• _Provided text_

+++++

In this morning’s Gospel, Jesus doesn’t actually refer to himself as the Good Shepherd, if we read on from the end of this morning’s Gospel, that comes in the very next verse. Instead Jesus says that he’s the gate of the sheepfold, so what does he mean by that? We’ll quite simply it means that it’s only through Jesus that the sheep are kept safe and only through him that they’ll be led to pasture, to the sustenance they need to live. It’s only through Jesus that the sheep will have a full and abundant life. And Jesus contrasts that image of himself as the gate of the sheepfold with one of those whom he calls thieves and brigands or bandits, those who don’t enter by the gate and who only come to steal and kill and destroy. But who are these people?

Just before this, in the Gospel, we read the story of Jesus healing the man born blind. In that story, the Pharisees claim that Jesus can’t be from God because he healed on the Sabbath and therefore, was a sinner. But the man whom Jesus had healed argued with them. He said that if Jesus weren’t from God he wouldn’t be able  to perform such miracles. And because of his faith in Jesus, the Pharisees put the man out of the synagogue. So, in the Gospel, this story about the sheepfold is set in the context of an argument about faith in Jesus and about who is the true shepherd of God’s flock.

+++++

• _Objective_
Reproduce word for word the part of the sermon from "In this morning’s" to "are these people?".

• _Stored records_
+++++

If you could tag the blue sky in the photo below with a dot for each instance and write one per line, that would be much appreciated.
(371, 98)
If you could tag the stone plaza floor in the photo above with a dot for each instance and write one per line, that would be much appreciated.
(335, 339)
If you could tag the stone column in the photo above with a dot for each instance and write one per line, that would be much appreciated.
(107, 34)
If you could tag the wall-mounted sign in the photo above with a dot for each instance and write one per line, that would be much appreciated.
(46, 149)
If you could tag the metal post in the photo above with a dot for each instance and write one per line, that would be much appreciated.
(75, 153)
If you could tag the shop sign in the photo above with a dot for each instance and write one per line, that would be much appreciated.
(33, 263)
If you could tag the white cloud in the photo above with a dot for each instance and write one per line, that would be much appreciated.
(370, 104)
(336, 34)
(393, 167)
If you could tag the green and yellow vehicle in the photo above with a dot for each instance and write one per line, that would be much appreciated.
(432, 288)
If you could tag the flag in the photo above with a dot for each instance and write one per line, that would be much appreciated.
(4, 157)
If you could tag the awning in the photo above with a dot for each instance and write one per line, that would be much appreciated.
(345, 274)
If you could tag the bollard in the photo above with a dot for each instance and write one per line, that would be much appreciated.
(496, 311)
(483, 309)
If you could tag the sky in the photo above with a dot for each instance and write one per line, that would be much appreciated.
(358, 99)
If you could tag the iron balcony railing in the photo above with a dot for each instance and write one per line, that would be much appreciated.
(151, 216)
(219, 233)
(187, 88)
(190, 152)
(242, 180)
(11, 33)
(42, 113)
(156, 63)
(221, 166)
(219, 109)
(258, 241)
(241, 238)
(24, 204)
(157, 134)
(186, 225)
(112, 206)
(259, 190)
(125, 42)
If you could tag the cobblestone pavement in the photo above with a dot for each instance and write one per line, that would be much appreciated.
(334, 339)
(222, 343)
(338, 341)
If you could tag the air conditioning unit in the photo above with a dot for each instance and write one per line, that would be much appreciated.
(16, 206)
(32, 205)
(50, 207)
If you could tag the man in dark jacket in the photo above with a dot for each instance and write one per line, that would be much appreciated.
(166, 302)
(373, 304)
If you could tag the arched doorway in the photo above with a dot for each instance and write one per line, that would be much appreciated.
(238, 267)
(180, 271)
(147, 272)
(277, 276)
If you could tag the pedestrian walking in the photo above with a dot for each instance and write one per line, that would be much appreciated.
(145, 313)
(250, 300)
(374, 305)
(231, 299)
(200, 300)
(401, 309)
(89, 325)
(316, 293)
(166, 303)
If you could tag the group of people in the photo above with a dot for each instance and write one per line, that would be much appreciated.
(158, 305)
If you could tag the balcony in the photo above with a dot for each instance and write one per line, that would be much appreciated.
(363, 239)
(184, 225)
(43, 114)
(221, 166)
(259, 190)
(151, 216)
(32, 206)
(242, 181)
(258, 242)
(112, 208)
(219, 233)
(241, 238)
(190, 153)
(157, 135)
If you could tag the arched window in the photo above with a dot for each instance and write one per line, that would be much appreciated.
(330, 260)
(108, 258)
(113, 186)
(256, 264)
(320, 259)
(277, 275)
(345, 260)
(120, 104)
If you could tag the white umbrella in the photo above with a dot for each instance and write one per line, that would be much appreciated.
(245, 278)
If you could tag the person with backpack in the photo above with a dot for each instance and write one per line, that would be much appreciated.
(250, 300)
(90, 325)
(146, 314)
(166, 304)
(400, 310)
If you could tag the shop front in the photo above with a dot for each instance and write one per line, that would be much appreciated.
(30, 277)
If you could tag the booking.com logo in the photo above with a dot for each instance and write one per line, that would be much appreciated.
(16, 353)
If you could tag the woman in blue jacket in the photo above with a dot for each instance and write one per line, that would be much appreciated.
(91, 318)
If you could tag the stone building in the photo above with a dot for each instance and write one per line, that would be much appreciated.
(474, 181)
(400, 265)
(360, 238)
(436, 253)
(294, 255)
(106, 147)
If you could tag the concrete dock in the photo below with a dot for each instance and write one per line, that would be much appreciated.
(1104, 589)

+++++

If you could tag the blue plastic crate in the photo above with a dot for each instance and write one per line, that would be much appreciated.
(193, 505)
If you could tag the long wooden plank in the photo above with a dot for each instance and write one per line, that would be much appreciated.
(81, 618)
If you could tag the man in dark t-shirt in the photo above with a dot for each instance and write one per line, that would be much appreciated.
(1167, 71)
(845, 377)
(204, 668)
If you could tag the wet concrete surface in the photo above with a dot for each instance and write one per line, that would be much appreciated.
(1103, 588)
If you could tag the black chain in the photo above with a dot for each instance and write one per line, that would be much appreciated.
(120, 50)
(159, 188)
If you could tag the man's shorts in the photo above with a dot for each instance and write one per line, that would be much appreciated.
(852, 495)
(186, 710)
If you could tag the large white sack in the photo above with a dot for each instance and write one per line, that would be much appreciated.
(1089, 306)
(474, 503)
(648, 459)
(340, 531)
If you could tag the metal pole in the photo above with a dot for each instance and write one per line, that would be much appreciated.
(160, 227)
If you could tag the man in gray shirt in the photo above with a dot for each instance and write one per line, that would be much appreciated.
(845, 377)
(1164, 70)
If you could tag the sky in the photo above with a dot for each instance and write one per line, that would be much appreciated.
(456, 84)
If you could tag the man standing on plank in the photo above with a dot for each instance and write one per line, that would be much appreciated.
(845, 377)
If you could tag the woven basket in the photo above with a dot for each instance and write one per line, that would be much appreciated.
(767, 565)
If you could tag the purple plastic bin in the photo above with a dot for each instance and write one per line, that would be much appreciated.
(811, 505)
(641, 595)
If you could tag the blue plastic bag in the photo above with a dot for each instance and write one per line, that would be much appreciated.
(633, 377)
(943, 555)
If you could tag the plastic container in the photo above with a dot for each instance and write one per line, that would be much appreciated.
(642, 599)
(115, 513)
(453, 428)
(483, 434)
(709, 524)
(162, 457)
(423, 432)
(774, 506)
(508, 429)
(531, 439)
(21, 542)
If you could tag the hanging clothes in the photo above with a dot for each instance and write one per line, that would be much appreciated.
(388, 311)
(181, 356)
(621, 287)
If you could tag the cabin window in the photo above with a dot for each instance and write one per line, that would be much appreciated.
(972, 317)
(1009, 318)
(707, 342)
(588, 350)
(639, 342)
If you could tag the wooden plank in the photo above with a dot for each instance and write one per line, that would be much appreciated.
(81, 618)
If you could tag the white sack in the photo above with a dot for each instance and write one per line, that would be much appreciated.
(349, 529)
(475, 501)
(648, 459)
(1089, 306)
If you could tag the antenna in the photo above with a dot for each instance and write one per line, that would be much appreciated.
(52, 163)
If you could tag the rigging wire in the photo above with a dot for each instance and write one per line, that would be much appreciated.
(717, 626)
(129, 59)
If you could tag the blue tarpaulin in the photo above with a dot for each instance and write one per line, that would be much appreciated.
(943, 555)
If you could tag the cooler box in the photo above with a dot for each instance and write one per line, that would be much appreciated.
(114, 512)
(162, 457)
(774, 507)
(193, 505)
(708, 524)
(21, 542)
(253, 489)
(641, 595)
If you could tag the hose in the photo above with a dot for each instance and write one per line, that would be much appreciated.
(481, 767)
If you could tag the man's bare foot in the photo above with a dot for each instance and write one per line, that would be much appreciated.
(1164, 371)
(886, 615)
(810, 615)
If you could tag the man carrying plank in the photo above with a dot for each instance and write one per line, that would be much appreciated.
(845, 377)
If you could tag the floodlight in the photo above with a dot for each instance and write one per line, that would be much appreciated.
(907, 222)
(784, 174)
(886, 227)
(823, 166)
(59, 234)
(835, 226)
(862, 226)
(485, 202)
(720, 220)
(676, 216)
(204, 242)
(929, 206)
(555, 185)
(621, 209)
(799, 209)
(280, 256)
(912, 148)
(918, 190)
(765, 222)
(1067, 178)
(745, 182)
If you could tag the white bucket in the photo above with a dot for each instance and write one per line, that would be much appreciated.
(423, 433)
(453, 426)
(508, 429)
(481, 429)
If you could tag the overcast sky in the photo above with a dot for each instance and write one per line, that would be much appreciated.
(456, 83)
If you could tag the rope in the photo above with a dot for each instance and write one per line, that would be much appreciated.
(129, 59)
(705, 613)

+++++

• _Complete output_
In this morning’s Gospel, Jesus doesn’t actually refer to himself as the Good Shepherd, if we read on from the end of this morning’s Gospel, that comes in the very next verse. Instead Jesus says that he’s the gate of the sheepfold, so what does he mean by that? We’ll quite simply it means that it’s only through Jesus that the sheep are kept safe and only through him that they’ll be led to pasture, to the sustenance they need to live. It’s only through Jesus that the sheep will have a full and abundant life. And Jesus contrasts that image of himself as the gate of the sheepfold with one of those whom he calls thieves and brigands or bandits, those who don’t enter by the gate and who only come to steal and kill and destroy. But who are these people?